# Set task 1:
According to the announcement about NVIDIA and Mellanox, on what date did the two companies officially become one?

# Source passage:
******************************

On March 11 last year, we announced plans to buy Mellanox, the world leader in high-performance networking. Last week, China gave us the green light. In addition to the U.S., E.U., and Mexico, all jurisdictions have approved our combination. I am thrilled to announce that today, April 27, 2020, NVIDIA and Mellanox are officially one company!
Mellanox is now NVIDIA’s networking brand, our networking business unit, and Israel is one of NVIDIA’s most important technology centers, with 2,500 employees. The new NVIDIA has a much larger footprint in data center computing, end-to-end and full-stack expertise in data center architecture, and tremendous scale to accelerate innovations. We are uniting two powerful forces and doubling down on data center.
Our journey started in my hotel room at SC18 on November 18, 2018. Eyal and I had a 7 am breakfast meeting at the Dallas Ritz-Carlton. He told me there were multiple parties interested in buying Mellanox and asked if NVIDIA would like to join the bid. I told him that I loved Mellanox – the company, the technology, the products, and strategic position. We’ve partnered to build many supercomputers and AI systems. “Mellanox is an amazing company,” I said to Eyal. He went on for the next hour, telling me that “Mellanox is an amazing company.” I agreed. He’s incredibly proud of Mellanox, and rightfully so. At the end of the conversation, I told him that NVIDIA would be the final and highest bidder. The bidding was intense. NVIDIA was the highest bidder.
NVIDIA and Mellanox are a perfect combination. The first reason is that we both care deeply about high-performance computing. Our companies are both wired for performance and technology leadership. NVIDIA accelerates 50% of the new supercomputers on the latest Top500 list. Mellanox is the networking in 6 of the top 10 supercomputers. When NVIDIA accelerates compute by 10-50x, moving data becomes the bottleneck. Amdahl’s law. Mellanox and NVIDIA amplify each other’s technologies.
The big picture reason is that the future of the data center is being reshaped and playing into our strengths. Yesterday’s cloud data center architecture is called Hyper-Converged Infrastructure, where CPU-servers with integrated storage “scale out” into large data centers. Cloud computing was born and revolutionized the industry. AI is now driving an architecture change from Hyper-Converged Infrastructures to Accelerated-Disaggregated Infrastructure. NVIDIA and Mellanox are at the epicenter of this shift.
AI, the most powerful technology force of our time, is a fundamentally new computing model that is reshaping data center architectures. AI is insanely computation- and data-intensive. Because CPUs designed for general-purpose computing cannot efficiently handle the workload, NVIDIA is used to accelerate AI algorithm processing, and Mellanox is used to accelerate data processing and networking. The data center is now accelerated.

******************************

# Given records:
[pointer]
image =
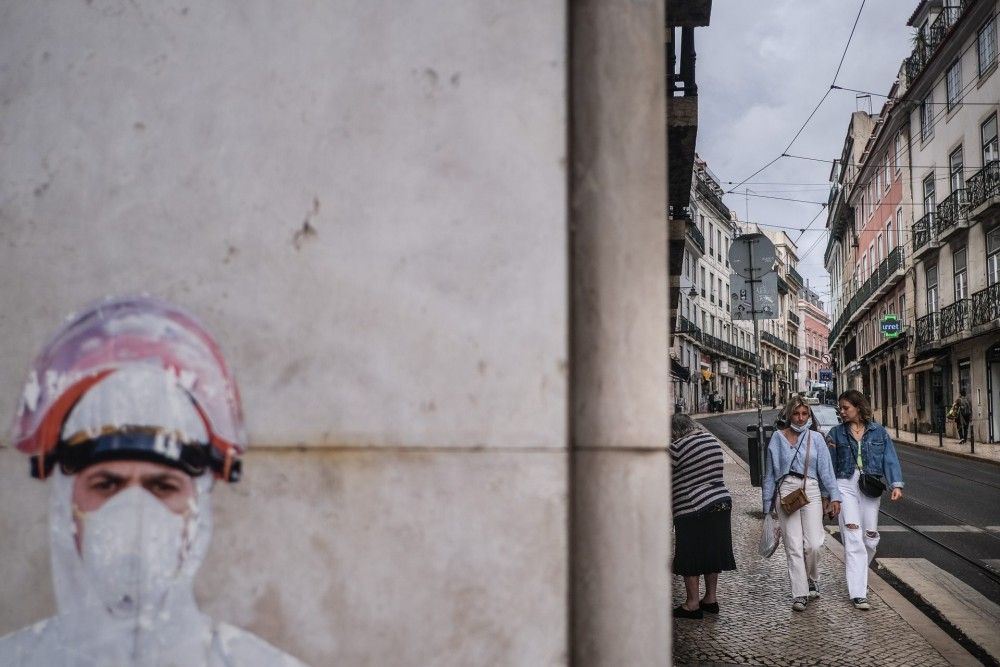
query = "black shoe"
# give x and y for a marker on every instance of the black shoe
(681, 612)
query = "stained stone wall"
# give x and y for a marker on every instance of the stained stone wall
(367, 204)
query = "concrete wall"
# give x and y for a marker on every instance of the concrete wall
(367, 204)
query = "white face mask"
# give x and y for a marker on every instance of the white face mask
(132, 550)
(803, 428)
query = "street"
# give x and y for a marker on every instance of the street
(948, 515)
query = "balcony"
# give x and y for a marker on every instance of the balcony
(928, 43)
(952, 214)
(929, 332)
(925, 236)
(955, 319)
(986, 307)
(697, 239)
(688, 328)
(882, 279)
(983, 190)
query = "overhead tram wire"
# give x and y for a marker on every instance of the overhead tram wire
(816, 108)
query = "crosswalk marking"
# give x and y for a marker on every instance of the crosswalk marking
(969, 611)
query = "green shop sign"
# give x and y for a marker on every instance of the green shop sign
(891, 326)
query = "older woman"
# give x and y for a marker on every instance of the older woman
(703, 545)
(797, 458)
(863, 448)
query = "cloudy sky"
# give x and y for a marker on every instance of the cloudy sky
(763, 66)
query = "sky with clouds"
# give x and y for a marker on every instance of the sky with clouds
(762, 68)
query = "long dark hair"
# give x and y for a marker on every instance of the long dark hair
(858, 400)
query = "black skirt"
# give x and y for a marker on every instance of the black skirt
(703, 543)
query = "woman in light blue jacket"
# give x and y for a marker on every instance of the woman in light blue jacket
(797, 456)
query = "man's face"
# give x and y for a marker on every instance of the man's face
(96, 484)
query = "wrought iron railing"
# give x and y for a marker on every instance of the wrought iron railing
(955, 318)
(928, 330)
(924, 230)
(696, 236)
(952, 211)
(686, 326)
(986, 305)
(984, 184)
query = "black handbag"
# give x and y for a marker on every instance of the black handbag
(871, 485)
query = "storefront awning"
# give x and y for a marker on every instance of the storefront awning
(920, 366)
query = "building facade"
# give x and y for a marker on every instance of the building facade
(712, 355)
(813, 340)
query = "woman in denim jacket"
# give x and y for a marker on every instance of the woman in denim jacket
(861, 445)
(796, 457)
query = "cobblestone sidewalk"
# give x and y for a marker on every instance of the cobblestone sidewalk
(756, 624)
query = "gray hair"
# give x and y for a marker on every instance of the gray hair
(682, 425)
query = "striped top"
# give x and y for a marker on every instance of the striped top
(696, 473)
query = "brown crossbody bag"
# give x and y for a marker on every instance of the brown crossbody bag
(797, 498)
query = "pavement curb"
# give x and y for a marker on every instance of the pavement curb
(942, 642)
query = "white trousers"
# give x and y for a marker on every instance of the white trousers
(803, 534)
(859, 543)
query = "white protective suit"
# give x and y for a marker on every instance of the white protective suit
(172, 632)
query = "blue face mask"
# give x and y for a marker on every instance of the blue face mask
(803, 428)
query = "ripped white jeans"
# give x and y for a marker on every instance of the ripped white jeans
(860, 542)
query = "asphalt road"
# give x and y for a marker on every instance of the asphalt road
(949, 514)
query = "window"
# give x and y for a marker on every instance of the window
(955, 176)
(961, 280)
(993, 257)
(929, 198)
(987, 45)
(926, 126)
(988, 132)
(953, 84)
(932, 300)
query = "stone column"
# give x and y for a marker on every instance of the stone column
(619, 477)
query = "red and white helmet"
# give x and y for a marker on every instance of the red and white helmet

******************************

# Set task 2:
Return each line of the listing that contains the string "green". Case matters.

# Full response 1:
April 27, 2020.

# Full response 2:
query = "green shop sign"
# give x and y for a marker on every instance of the green shop sign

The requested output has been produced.